What the exercise asks: Return each line below that contains the string "hanging".

Dataset records:
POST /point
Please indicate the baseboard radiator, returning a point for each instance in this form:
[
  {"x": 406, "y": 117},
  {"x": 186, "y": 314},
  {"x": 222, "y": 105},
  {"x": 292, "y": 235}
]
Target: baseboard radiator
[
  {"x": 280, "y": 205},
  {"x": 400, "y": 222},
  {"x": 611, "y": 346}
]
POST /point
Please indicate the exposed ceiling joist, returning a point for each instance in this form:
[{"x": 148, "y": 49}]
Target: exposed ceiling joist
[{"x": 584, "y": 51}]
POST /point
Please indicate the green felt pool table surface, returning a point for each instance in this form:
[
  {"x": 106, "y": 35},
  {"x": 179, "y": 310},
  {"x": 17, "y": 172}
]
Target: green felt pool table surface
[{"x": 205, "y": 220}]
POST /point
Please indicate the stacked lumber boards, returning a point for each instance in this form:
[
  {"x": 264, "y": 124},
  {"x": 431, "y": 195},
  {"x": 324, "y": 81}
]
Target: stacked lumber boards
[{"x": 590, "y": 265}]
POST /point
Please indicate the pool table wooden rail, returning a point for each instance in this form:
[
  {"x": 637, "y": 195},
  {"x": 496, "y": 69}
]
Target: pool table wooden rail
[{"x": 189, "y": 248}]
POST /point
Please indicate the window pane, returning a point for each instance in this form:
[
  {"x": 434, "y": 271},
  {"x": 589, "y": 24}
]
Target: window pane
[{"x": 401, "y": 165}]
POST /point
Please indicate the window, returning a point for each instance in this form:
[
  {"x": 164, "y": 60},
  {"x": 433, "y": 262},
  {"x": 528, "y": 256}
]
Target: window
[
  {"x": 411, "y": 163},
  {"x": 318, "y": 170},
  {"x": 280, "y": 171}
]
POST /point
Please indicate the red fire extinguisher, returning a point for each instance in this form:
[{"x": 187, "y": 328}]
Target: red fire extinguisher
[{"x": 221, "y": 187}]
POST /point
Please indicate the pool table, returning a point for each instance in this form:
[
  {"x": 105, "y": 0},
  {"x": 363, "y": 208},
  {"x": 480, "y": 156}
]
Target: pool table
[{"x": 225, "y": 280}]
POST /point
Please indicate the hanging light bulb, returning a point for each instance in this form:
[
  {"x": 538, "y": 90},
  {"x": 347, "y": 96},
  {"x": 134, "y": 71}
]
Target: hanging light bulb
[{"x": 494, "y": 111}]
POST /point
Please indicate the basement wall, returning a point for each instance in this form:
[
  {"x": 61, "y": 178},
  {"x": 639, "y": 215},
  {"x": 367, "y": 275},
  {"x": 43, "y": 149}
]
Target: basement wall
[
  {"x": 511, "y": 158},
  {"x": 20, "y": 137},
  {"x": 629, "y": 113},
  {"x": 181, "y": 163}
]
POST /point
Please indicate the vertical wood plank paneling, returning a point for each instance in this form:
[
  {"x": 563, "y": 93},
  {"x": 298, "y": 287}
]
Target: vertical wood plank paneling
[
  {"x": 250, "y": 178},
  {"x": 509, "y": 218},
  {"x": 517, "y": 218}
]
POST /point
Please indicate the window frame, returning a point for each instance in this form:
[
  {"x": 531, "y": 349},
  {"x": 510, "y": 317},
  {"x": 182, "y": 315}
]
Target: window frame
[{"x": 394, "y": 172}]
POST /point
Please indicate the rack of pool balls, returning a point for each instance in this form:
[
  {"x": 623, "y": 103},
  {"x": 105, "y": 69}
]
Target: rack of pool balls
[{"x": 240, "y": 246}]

Response to the exercise:
Please indicate the hanging light bulb, returning a point for each instance in this form:
Target: hanging light bulb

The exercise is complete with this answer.